Instruction 1:
Translate this sentence from the passage about Abu Ishaq al-Saffar into Spanish: "He lived in Bukhara under the dominance of West Karakhanids."

Abu Ishaq al-Saffar al-Bukhari (), was an important representative of the Sunni theological school of Abu Mansur al-Maturidi (d. c. 333/944) and the author of Talkhis al-Adilla li-Qawa'id al-Tawhid () which is a voluminous kalam work.

He lived in Bukhara under the dominance of West Karakhanids. His theological works, his method in kalam, and frequent reference to his works by Ottoman and Arab scholars indicate that al-Saffar is a respected and authoritative Hanafi-Maturidi theologian who systematically established his ideas about kalam believing that information based upon reason, revealed knowledge and senses are determinative in his area.

Name 
Abu Ishaq Ibrahim b. Isma'il b. Ahmad b. Ishaq b. Shayth, known as al-Zahid al-Saffar.

Excerpts from point annotation data
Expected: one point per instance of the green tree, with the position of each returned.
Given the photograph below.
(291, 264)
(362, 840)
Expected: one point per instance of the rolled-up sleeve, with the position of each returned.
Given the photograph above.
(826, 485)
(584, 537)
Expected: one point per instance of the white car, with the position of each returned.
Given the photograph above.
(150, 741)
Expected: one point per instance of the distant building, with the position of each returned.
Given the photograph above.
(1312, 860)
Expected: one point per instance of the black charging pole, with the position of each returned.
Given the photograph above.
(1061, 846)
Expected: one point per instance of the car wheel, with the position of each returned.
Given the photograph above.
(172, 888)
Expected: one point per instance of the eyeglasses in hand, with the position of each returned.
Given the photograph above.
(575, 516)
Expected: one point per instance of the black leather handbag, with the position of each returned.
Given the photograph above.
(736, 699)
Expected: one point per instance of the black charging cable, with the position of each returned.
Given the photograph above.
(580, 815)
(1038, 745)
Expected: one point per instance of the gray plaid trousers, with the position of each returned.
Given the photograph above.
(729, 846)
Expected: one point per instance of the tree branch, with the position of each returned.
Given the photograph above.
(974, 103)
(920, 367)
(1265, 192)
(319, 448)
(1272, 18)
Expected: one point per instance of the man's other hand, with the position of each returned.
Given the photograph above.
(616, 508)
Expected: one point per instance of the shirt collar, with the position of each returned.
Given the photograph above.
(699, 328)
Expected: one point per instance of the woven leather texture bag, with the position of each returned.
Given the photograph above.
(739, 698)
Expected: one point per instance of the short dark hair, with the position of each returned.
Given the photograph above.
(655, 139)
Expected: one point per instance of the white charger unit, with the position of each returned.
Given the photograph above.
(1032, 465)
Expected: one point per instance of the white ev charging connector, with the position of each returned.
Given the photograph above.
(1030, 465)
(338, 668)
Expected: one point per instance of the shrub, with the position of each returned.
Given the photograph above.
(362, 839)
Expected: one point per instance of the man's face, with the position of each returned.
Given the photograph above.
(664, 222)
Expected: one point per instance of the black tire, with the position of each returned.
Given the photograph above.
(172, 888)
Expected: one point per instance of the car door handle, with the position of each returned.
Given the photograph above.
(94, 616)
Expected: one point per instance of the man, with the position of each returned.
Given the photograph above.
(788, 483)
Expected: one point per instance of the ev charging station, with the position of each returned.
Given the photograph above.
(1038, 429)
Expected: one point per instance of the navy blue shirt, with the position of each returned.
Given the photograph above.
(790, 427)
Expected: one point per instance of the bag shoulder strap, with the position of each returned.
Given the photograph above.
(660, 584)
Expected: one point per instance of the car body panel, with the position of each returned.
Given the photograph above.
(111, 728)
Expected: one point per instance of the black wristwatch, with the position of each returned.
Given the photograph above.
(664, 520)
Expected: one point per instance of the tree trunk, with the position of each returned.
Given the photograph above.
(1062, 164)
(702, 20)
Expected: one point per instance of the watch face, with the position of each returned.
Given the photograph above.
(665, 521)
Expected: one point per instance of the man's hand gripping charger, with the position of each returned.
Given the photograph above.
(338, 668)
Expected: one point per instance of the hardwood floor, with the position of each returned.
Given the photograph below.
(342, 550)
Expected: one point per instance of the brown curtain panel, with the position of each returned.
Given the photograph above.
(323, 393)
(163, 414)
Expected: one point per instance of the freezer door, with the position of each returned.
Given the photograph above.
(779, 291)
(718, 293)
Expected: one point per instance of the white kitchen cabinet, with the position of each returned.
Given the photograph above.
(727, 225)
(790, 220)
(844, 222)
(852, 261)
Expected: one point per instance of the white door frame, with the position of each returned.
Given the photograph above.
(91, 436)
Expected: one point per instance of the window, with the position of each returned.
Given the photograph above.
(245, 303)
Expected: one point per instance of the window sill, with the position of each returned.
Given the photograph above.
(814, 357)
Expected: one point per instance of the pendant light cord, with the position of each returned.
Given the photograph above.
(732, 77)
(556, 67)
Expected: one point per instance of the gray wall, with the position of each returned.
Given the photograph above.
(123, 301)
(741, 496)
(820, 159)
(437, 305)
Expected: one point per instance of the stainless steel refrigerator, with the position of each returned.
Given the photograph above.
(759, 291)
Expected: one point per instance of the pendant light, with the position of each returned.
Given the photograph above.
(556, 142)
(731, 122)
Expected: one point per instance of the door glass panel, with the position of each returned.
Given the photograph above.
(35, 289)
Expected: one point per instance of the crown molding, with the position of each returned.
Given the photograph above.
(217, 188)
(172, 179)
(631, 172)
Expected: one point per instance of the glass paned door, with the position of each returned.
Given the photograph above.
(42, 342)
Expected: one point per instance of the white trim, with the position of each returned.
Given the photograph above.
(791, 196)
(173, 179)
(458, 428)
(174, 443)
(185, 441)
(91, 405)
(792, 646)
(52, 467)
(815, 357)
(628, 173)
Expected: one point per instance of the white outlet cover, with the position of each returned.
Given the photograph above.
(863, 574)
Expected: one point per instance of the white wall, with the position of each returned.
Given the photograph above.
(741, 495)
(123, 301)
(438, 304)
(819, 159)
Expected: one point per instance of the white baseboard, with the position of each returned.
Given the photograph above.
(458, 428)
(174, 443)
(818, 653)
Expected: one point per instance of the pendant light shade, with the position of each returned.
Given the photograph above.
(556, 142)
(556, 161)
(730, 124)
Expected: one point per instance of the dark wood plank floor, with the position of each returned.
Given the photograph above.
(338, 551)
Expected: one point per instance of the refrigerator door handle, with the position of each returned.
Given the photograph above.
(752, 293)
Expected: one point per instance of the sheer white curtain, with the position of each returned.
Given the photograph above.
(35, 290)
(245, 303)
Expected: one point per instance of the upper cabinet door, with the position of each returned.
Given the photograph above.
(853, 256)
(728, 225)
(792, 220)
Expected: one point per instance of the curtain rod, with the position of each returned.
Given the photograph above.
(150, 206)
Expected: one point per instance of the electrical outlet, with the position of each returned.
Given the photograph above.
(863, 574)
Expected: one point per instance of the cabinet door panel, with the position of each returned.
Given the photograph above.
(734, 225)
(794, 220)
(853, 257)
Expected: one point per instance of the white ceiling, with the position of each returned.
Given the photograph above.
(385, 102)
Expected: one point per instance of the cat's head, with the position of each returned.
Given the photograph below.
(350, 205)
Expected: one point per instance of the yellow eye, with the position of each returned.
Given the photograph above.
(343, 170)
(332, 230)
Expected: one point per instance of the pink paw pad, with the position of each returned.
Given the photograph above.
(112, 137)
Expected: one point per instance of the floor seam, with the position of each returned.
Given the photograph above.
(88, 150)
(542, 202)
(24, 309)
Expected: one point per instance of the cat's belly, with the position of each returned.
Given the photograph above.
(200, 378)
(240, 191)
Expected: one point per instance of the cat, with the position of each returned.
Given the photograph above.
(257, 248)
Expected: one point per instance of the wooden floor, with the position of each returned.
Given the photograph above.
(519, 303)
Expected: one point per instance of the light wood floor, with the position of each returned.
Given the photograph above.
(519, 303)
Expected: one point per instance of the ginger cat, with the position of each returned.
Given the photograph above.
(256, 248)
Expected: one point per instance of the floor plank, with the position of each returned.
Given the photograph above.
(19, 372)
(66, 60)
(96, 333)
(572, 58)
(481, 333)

Instruction 2:
Please extract every line of the records that contains the word "wall".

Response 1:
Vivió en Bujará bajo el dominio de los karajánidas occidentales.

Response 2:
Expected: one point per instance of the gray wall, with the position of each returned.
Expected: one point per instance of the white wall, with the position of each returned.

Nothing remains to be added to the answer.